- INSTRUCTIONS:
1 – Starting with the line containing "Annotation task — point out every instance of the guard post" and going on through the last of the entries, rewrite those entry lines with "Python list" replaced by "JSON array" and everything else left unchanged.
2 – Extend the article on the 2017 Alwar mob lynching with the next part, beginning right after its final sentence.

- PROVIDED PASSAGE:
┏━━

Murder in Alwar, Rajasthan, India

The 2017 Alwar mob lynching was the attack and murder of Pehlu Khan, a dairy farmer from Nuh district of Haryana, allegedly by a group of 200 cow vigilantes affiliated with right-wing Hindutva groups in Behror in Alwar, Rajasthan, India on 1 April 2017. Six others who were with Pehlu Khan were also beaten by the cow vigilantes.

==Background==

Cows are considered sacred in Hinduism and several Indian states ban their slaughter including Haryana, the home state of the victim, and Rajasthan, where the lynching took place. There have been instances of cattle theft in India and several Hindu vigilante groups have arisen, especially during the administration of the Hindu nationalist Bharatiya Janata Party, in the name of protecting cattle from theft. These vigilante groups have extrajudicially targeted people suspected of cattle smuggling, though most victims of such violence have been Muslim livestock traders. At the time of the attack, Rajasthan and the neighboring state of Haryana were ruled by the Bharatiya Janata Party, and cow vigilante groups were particularly active in these states.

==Incident==
The victim was Pehlu Khan, a 55-year old resident Jaisinghpur village, in Nuh tehsil of Mewat. On 31 March, he left his village for Jaipur to purchase dairy cattle. Khan was one of only 10 dairy farmers in his village, and he was hoping to increase milk production for the upcoming holy month of Ramadan.

On 1 April, Khan, along with six others, was returning from Jaipur to his village in Nuh, Haryana, carrying cows and calves. They were allegedly stopped near Jaguwas crossing near Behror at the Jaipur-Delhi national highway by 200 cow vigilantes. Khan showed a Jaipur civic document as proof the cows had been bought for milk. According to Irshad, the son of Pehlu Khan who was with him, "We had all the relevant papers to show that we were carrying the cows for dairy farming. We showed them the receipt of sale and purchase. But they were in no mood to listen to us. They tore our documents and attacked my father in front of my eyes."

Despite the documentation, Khan and others were dragged out of their vehicles. The mob beat them with rods and sticks and captured the violence on video. Pehlu Khan died from his injuries days later on 3 April 2017, whilst others, though seriously injured, survived.

The perpetrators also reportedly robbed the victims of their cellphones and wallets (the victims said they lost Rs. 110,000).

==Arrests and trial==
An F.I.R. was filed at the local Behror police station by Khan against six identified and 200 unidentified persons. Though arrests were only made on 5 April, after Khan's death two days prior, when the Rajasthan Police arrested three people; Kalu Ram, Vipin Yadav and Ravindra Yadav on the basis of video footage recorded by the assailants, they were subsequently granted bail in the following months. Further arrests of Dayanand Yadav and Neeraj Yadav were made on 8 April.

┗━━

- GIVEN INFORMATION:
┏━━

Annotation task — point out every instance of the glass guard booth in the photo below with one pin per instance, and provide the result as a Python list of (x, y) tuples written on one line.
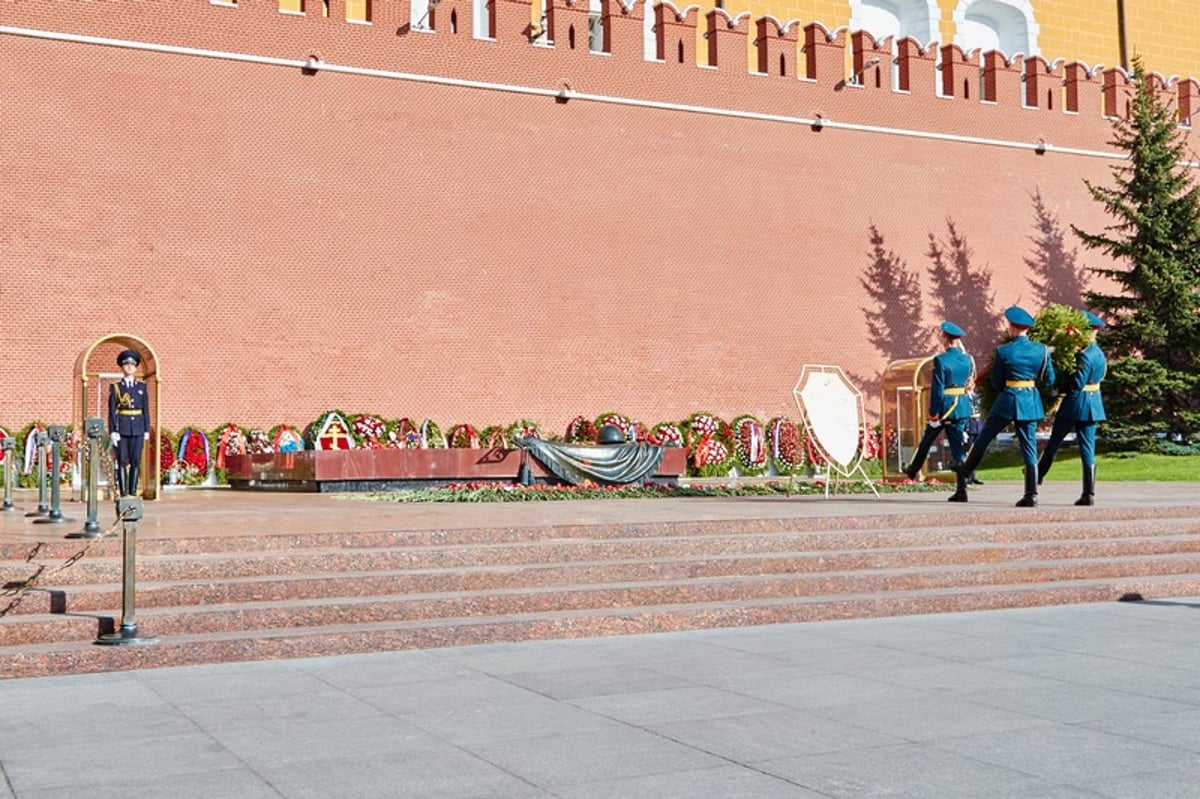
[(904, 410)]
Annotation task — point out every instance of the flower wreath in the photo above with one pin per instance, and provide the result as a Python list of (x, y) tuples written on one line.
[(331, 432), (665, 434), (431, 436), (749, 445), (369, 432), (581, 430), (229, 440), (708, 437), (786, 445), (813, 452), (259, 442), (29, 445), (403, 434), (495, 438), (523, 428), (1066, 331), (193, 450), (286, 438), (463, 437), (166, 452), (870, 443)]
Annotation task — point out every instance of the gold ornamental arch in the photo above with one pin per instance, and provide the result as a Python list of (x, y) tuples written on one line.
[(96, 370)]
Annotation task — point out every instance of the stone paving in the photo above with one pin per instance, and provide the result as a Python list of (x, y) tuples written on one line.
[(1075, 701)]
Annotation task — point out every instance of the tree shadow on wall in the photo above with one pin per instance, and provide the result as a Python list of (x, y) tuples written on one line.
[(963, 293), (1057, 275), (894, 317)]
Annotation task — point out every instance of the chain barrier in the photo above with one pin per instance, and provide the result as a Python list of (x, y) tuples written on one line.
[(18, 589)]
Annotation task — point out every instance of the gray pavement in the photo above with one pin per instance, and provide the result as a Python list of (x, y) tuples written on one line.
[(1060, 702)]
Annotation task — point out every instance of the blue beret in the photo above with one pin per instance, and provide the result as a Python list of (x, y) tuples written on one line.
[(1019, 317), (952, 329)]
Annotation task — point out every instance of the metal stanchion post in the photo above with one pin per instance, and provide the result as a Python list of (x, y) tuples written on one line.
[(57, 433), (41, 440), (7, 444), (94, 430), (129, 510)]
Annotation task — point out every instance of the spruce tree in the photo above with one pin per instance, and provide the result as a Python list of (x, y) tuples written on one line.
[(1153, 313)]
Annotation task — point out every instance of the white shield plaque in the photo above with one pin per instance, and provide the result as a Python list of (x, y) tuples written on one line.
[(833, 412)]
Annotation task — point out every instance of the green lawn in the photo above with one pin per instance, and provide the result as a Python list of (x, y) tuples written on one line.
[(1116, 466)]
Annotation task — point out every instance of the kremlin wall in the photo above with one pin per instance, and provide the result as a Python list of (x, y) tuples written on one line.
[(299, 212)]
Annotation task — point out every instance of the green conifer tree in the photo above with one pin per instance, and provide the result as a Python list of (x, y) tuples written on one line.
[(1153, 314)]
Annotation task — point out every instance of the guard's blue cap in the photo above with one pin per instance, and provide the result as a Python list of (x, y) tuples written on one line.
[(952, 329), (1019, 317)]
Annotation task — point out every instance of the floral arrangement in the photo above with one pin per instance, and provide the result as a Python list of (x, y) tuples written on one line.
[(463, 437), (787, 452), (229, 440), (402, 434), (495, 438), (331, 432), (166, 452), (870, 443), (1066, 331), (259, 442), (286, 438), (369, 432), (813, 452), (581, 430), (708, 438), (523, 428), (665, 434), (749, 445), (192, 456), (431, 436)]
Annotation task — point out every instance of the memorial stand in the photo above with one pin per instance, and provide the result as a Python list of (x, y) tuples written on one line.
[(41, 442), (129, 511), (7, 444), (94, 430), (57, 434)]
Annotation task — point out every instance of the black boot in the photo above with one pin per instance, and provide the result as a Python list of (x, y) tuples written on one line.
[(960, 485), (1089, 496), (1031, 488)]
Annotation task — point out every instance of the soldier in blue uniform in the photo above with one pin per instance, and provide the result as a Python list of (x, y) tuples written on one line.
[(1081, 409), (948, 406), (1017, 370), (129, 421)]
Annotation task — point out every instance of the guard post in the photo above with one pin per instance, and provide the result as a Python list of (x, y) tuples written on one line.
[(41, 440), (93, 430), (57, 434), (129, 511), (7, 444)]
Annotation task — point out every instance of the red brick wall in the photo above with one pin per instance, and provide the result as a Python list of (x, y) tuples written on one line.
[(293, 242)]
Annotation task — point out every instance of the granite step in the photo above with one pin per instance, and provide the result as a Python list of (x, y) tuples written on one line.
[(863, 529), (69, 598), (31, 660), (310, 612), (213, 566)]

┗━━

- TASK-BY-TASK RESULTS:
1 –
Annotation task — point out every instance of the guard post in the photo above with one pin per instance, and provide the result as a JSON array of (x, y) tuples written on one line.
[(41, 440), (93, 430), (57, 434), (129, 511), (7, 444)]
Annotation task — point out every instance of the red brick wall in the photo above with one pin per instance, and provide the result as a JSON array of (x, y) tuples written on one line.
[(293, 242)]
Annotation task — point out every instance of the granite step in the photo above with one pin per instance, and provide the result as a JSON array of (x, y) tuples written on one line.
[(863, 529), (69, 598), (31, 660), (310, 612), (213, 566)]

2 –
The case was ultimately transferred to the Criminal Investigation Department-Crime Branch (CID-CB) after multiple delays and changes in four investigating officers. In the final report submitted to the police on September 1, the CID exonerated the six persons - the aforementioned and another Bheem Rathi. In the chargesheet submitted by the police to the Additional Chief Judicial Magistrate of Behror in May, 2019, they also reportedly charged Khan's two sons and his transporter under the Rajasthan Bovine Animal (Prohibition of Slaughter and Regulation of Temporary Migration or Export) Act, 1995. This was denied by the Chief Minister of Rajasthan Ashok Gehlot and the charges were withdrawn. At the trial court of the Additional District Judge, Alwar all of the original six accused were acquitted in August, 2019 on basis of "benefit of doubt". This was attributed by the People's Union for Civil Liberties on the lack of forensics done by the police on the video recording of the killing by the assailants. The case was subsequently appealed to the Rajasthan High Court where it remains as of 2021.

== Response ==
The incident was widely condemned, and many called for the government to crack down on cow-protection vigilante groups. The Supreme Court issued notices on 7 April 2017 to Rajasthan along with four other Indian states (Gujarat, Jharkhand, Maharashtra and Karnataka) and to the central government asking for a ban on cow vigilante groups. Home Minister Rajnath Singh has assured justice for the lynching incident.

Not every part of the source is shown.